__Extract__.

•••

CNHI Statehouse Reporter
INDIANAPOLIS – When the federal government decree barring evictions lifts at the end of the month, Indiana’s tens of thousands of low-income renters will no longer have its protection and courts may see a surge in eviction filings.
With the shutdowns and recession of the pandemic, thousands of Hoosiers lost their jobs or saw steep pay cuts. At the same time, epidemiologists worried that a growing homeless population or overcrowded homes would accelerate the spread of COVID-19. Stakeholders responded by introducing a moratorium on evictions and sending money to impacted renters, hoping to quell the rising infections.
Now 15 months after the first shutdowns, that moratorium is expiring even as money remains unspent in rental assistance funding.
“This is a national problem and different states are doing everything they can,” Rep. Ed DeLaney, D-Indianapolis, said. “If we can avoid an eviction case, that’s the best option.”
According to the Harris Policy Labs at the University of Chicago, 13.4% of Lake County residents are at risk of foreclosure but no statewide number exists. Potentially tens of thousands of low-income families could be at risk without the CDC protection, advocates argue.
Andrew Bradley, with Prosperity Indiana, shared data saying that because of Indiana’s affordable housing crisis, in which there are only 37 affordable and available units per 100 families, that many families spend 50% or more on housing.
“People who (are low income), they’re spending a lot of their income on housing,” Bradley said. “So if they lost any income during COVID that really quickly puts them under water.”
Jacob Sipe, the executive director of the Indiana Housing and Community Development Authority, explained that Indiana and a handful of municipalities received money from the federal government to administer rental assistance programs.

•••

__Listed records__.

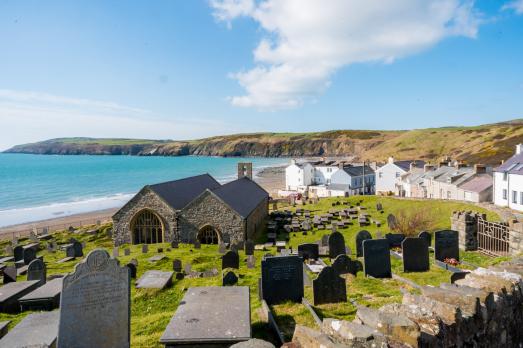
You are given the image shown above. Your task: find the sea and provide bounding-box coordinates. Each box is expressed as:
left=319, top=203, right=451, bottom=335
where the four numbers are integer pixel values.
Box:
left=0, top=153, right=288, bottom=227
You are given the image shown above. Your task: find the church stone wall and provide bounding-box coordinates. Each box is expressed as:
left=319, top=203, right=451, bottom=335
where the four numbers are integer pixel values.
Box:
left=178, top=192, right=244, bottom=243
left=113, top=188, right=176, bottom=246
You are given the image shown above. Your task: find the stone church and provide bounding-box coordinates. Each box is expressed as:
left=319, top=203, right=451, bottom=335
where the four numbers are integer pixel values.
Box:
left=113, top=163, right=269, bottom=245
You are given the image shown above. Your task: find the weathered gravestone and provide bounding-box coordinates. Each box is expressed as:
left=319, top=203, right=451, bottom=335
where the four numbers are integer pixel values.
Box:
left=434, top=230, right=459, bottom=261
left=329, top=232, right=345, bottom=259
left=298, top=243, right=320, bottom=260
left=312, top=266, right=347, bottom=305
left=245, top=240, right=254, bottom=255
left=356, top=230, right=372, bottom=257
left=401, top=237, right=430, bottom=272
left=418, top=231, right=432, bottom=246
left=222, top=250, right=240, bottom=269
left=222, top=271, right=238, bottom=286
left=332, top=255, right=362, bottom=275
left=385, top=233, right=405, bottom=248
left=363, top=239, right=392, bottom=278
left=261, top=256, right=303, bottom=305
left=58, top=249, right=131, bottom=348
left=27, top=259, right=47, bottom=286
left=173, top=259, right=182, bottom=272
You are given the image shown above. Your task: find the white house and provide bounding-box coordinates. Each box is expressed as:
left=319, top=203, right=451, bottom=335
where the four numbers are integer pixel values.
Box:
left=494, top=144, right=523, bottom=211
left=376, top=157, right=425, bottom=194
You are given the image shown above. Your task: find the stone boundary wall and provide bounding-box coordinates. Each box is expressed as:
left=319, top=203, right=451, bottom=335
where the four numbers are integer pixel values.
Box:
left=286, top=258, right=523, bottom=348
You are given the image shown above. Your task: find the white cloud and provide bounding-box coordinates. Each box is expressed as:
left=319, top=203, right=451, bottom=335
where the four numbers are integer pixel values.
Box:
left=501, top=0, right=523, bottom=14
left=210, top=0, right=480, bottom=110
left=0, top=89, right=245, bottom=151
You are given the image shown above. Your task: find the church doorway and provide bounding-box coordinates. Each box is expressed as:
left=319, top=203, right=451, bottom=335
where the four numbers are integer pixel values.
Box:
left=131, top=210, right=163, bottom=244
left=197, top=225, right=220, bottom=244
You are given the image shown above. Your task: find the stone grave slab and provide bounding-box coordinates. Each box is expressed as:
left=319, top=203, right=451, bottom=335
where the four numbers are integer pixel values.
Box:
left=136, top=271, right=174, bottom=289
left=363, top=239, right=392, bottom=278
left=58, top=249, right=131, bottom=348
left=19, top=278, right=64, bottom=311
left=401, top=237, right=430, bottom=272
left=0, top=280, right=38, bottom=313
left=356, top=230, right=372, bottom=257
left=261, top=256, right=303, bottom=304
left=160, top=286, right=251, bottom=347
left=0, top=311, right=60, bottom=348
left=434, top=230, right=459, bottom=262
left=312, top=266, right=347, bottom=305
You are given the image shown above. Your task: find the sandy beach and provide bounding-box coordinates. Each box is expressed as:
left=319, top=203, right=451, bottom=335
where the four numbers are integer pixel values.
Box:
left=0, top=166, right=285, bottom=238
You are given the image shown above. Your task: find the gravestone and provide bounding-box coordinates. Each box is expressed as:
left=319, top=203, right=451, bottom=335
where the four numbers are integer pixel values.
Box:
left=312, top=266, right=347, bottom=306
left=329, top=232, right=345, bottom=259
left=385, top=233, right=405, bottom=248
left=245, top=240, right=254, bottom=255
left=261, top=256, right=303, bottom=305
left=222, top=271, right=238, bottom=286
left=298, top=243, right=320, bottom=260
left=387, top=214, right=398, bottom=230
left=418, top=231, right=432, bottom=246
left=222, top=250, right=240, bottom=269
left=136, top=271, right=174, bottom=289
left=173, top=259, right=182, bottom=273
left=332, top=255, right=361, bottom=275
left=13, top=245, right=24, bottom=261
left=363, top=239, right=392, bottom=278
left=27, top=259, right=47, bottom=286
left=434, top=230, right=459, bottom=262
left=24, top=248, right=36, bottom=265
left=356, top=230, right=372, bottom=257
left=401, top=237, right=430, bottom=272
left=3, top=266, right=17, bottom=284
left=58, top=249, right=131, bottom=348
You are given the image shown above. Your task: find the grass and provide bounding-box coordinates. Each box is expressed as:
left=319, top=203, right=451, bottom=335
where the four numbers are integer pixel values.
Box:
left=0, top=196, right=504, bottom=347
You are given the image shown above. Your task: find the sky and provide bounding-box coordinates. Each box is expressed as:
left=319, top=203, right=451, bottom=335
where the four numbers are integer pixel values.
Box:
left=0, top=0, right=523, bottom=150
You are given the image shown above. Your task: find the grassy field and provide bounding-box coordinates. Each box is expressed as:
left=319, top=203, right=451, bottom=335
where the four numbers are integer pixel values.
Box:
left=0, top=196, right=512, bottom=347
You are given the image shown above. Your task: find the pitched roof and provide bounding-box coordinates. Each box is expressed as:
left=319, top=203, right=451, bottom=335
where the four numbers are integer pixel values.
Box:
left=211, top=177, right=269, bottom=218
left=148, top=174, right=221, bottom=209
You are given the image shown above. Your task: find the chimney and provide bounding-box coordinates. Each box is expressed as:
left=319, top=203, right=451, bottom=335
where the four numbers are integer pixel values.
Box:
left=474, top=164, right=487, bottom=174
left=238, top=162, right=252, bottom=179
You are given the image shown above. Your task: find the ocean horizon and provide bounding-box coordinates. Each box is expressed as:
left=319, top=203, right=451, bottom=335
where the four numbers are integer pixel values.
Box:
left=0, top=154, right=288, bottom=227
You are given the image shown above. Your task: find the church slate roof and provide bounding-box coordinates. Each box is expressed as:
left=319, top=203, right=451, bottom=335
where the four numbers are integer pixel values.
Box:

•••

__Brief__.
Answer these questions from the eviction article:
1. How many affordable and available housing units per 100 families does Indiana have, according to the data Andrew Bradley shared?
2. How many months after the first shutdowns is the moratorium expiring?
3. Who is the executive director of the Indiana Housing and Community Development Authority?

__Result of the exercise__.
1. 37
2. 15 months
3. Jacob Sipe